Written problem 1: In the message on the byte-order mark, which two encodings does the writer say meet the condition that an encoding uses the same codepoint for ASCII as ASCII itself?

Excerpted text:
▼
Re: Comments on "The byte-order mark (BOM) in HTML" from Martin J. Dürst on 2012-12-06 (www-international@w3.org from October to December 2012)

From: Martin J. Dürst <duerst@it.aoyama.ac.jp>
Date: Thu, 06 Dec 2012 13:15:03 +0900
To: Leif Halvard Silli <xn--mlform-iua@xn--mlform-iua.no>
CC: John Cowan <cowan@mercury.ccil.org>, Norbert Lindenberg <w3@norbertlindenberg.com>, www-international <www-international@w3.org>
Message-ID: <50C01BC7.9000908@it.aoyama.ac.jp>

On 2012/12/06 1:56, Leif Halvard Silli wrote:
> John Cowan, Wed, 5 Dec 2012 11:31:25 -0500:
>> Norbert Lindenberg scripsit:
>>
>>> - "no longer ASCII-compatible": What does this mean? Usually when UTF-8
>>> is described as ASCII-compatible it means that all byte values that
>>> look like ASCII actually are ASCII, and the BOM doesn't break this rule.
>>
>> I take it to mean that UTF-8-encoded text containing only characters from
>> the ASCII repertoire will will be byte-for-byte the same as if it were
>> ASCII-encoded text.  This is true iff the UTF-8 data doesn't have a BOM.
>
> Usually the opposite argument is made, namely that the ASCII repertoire
> is fully UTF-8-compatible.

There are many ways of "ASCII-compatibility". A very weak one is that 
every codepoint in ASCII can be expressed in the encoding in question. 
Most (all?) EBCDIC variants would qualify, but some Japanese encoding 
variants would not (half-width backslash, anybody?).

A slightly stronger one is that the encoding uses the same codepoint for 
ASCII as ASCII itself. That's true even for UTF-16 and UTF-32.

A somewhat stronger one is that all ASCII codepoints are expressed as 
the same ASCII byte value as they are in ASCII itself. EBCDICs won't 
need to apply anymore, but some Japanese encoding variants, even 
variants of Shift_JIS and iso-2022-jp, are okay.

An even stronger condition is that in addition to the above, everything 
that looks like an ASCII byte has to represent the corresponding ASCII 
character. Now we get limited to UTF-8 (including the variant with the 
BOM), EUC-JP, and so on, but lots of single-byte encodings are still 
part of the club.

An even stronger condition is that an ASCII-only file doesn't change 
when encoded with the encoding in question. This keeps in UTF-8 without 
BOM, but kicks out UTF-8 without the BOM.

> It would be nice if it was clarified in the
> text when it is a problem that ASCII + BOM is no longer ASCII. Perhaps
> it relates to Unix tools? The 'UTF-8 and Unicode FAQ for Unix/Linux'
> says that BOM: [1]  "would break far too many existing ASCII syntax
> conventions (such as scripts starting with #!)"
>
> [1] http://www.cl.cam.ac.uk/~mgk25/unicode.html#linux

This is not limited to Unix/Linux. I'm very sure there's tons of tools 
and scripts on Windows that have been written assuming pure ASCII and 
that would get confused in one way or another if they met an UTF-8 BOM.

Regards,   Martin.

Received on Thursday, 6 December 2012 04:16:02 UTC
▲
Task data:
▼
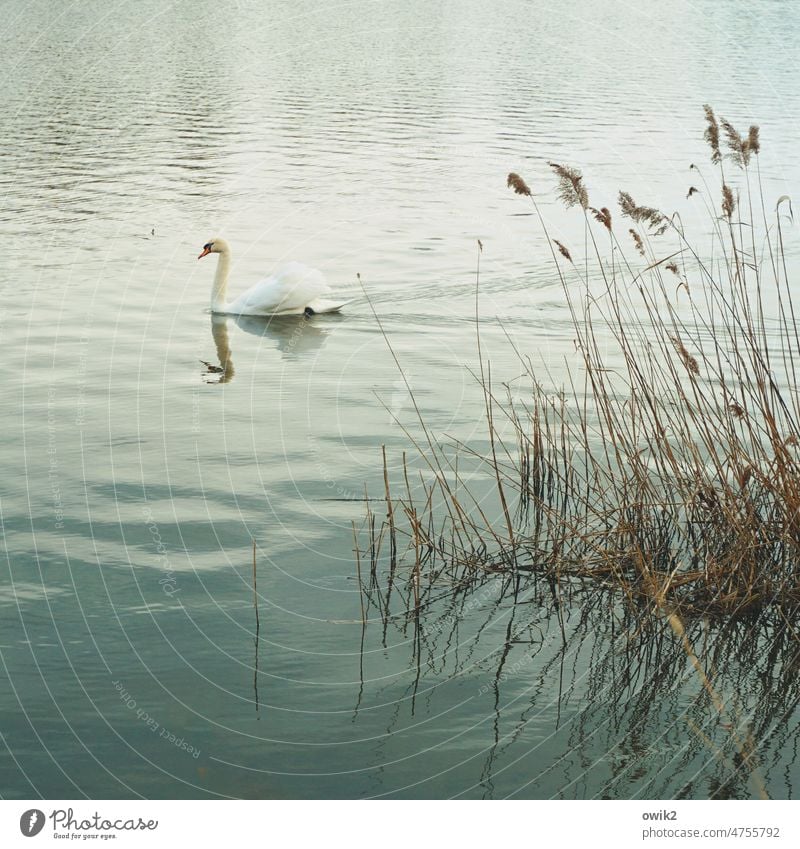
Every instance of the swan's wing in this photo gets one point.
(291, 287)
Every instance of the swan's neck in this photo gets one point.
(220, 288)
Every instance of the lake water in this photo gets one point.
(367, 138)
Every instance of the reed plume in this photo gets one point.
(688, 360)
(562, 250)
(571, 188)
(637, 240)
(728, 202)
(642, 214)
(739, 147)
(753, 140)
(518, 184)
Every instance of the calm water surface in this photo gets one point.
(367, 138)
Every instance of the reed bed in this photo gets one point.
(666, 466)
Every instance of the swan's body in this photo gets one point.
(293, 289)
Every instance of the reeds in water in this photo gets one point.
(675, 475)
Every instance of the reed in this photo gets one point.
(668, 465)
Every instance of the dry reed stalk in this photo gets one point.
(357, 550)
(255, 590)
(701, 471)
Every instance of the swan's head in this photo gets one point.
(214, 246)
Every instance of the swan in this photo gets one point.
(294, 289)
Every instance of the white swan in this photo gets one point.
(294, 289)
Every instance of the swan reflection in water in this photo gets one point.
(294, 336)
▲
Written problem 2: Reproduce everything in the entries from the line containing "Every instance of the dry" down to the last line of the entries, with both ends included.

Exercise result 1: UTF-16 and UTF-32.

Exercise result 2:
Every instance of the dry reed stalk in this photo gets one point.
(357, 550)
(255, 590)
(701, 471)
Every instance of the swan's head in this photo gets one point.
(214, 246)
Every instance of the swan in this photo gets one point.
(294, 289)
Every instance of the white swan in this photo gets one point.
(294, 289)
Every instance of the swan reflection in water in this photo gets one point.
(294, 336)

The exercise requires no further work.